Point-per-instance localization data
# # #

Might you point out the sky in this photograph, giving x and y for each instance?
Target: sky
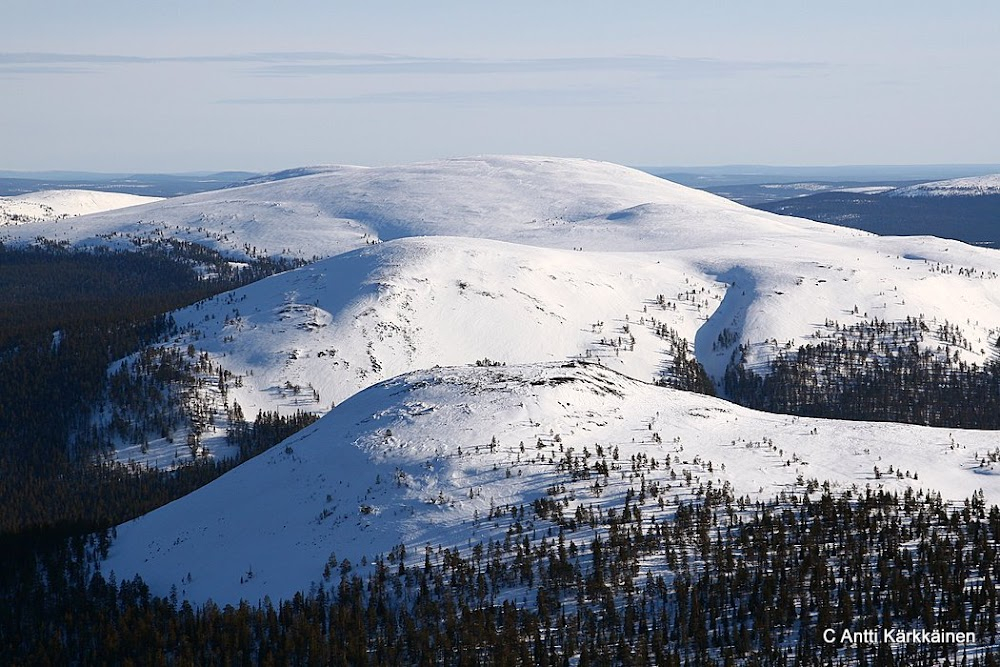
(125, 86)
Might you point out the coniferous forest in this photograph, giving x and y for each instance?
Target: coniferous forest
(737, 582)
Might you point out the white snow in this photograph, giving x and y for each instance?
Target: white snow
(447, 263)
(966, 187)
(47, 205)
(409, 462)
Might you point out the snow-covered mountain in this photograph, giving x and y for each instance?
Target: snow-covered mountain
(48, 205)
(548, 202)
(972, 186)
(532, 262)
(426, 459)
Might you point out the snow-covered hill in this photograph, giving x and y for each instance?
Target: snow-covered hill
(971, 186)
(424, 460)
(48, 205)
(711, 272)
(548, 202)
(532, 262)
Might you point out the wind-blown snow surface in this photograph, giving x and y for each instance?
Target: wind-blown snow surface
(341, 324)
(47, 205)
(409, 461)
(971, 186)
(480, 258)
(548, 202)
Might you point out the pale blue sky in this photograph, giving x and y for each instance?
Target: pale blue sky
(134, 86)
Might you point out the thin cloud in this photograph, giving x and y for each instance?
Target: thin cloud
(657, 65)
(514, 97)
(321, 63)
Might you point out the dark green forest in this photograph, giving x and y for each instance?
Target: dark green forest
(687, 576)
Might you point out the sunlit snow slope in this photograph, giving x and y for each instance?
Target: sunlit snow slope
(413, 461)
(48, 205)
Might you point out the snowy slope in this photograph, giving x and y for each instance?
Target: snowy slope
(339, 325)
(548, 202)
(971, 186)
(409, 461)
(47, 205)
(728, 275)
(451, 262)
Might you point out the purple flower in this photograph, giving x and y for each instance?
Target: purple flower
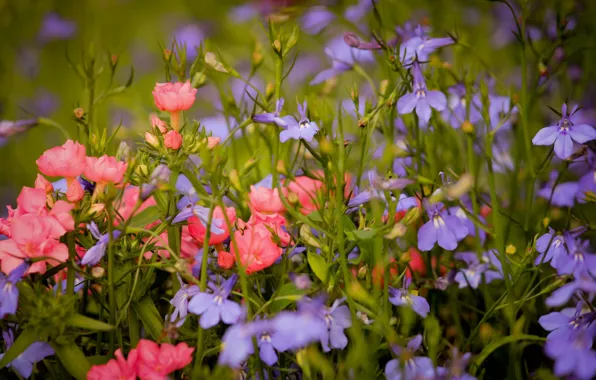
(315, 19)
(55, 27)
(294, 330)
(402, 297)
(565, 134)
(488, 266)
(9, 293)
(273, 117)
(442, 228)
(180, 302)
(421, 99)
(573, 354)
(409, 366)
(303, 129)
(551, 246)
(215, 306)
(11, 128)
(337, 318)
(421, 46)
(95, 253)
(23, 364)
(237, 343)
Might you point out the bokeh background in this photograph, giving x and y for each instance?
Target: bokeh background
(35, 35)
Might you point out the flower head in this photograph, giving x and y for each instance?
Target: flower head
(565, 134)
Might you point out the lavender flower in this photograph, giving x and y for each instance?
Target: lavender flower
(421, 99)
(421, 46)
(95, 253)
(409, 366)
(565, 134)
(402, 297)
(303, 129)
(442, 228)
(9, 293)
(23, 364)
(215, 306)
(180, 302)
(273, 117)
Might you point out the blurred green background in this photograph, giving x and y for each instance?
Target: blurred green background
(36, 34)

# # #

The records are to be retyped in full and exactly, with no image carried over.

RESPONSE TO THIS EXERCISE —
Might you point out the sky in this photograph, giving x and y for each instance?
Target: sky
(125, 86)
Might you point out the coniferous forest in this photograph, giving x and y for each instance?
Target: coniferous forest
(737, 582)
Might you point out the white snow in this photograph, giving x and y for each instance?
Target: white snow
(447, 263)
(966, 187)
(47, 205)
(409, 462)
Might you point out the snow-covered mountain in this photograph, giving x and y for each instance?
Target: snow-covered mountain
(48, 205)
(548, 202)
(972, 186)
(532, 262)
(426, 459)
Might you point out the snow-covered hill in this photograph, giving x and y for each instance?
Target: snow-covered hill
(971, 186)
(424, 460)
(48, 205)
(711, 272)
(548, 202)
(532, 262)
Might you point out the wind-blown snow surface in this photograph, giving x and y for each instance?
Target: wind-blown snow surface
(341, 324)
(47, 205)
(409, 461)
(971, 186)
(480, 258)
(548, 202)
Might you point out the pale blue sky in this photograph, giving x and y for each instance?
Target: pale blue sky
(134, 86)
Might you point out the thin cloud in this photograph, giving x and y for each instance?
Target: thin cloud
(657, 65)
(514, 97)
(321, 63)
Might you point out the dark green forest in this photograph, giving x and y for each instance?
Target: dark green forest
(687, 576)
Might you point out the sunlit snow slope in this photograph, giving x and y for each instance?
Target: sunlit snow slope
(413, 461)
(48, 205)
Might you point out the snowy slope in this photograph, giving x and y for each instance?
Target: snowy slope
(339, 325)
(548, 202)
(971, 186)
(409, 461)
(47, 205)
(728, 275)
(451, 262)
Might you point out the purple flower in this photograph, giving x and y for each instance?
Target: purple flower
(315, 19)
(55, 27)
(294, 330)
(402, 297)
(565, 134)
(488, 266)
(9, 293)
(273, 117)
(442, 228)
(180, 302)
(421, 99)
(573, 354)
(409, 366)
(303, 129)
(551, 246)
(215, 306)
(11, 128)
(337, 318)
(421, 46)
(95, 253)
(23, 364)
(237, 343)
Might you point out the bokeh background in this photograph, giving x and y for each instance?
Target: bokeh background
(35, 35)
Might you point out the flower head in this photograph, giving x and y for each instance?
Target: flower head
(565, 134)
Might you point out the lavender flower in this photograph, giving x and y for each instance?
Target: lavender flower
(421, 99)
(421, 46)
(95, 253)
(409, 366)
(565, 134)
(402, 297)
(303, 129)
(442, 228)
(9, 293)
(23, 364)
(215, 306)
(180, 302)
(273, 117)
Might you point out the blurred green background in this photograph, giving x and y for each instance?
Target: blurred green background
(36, 34)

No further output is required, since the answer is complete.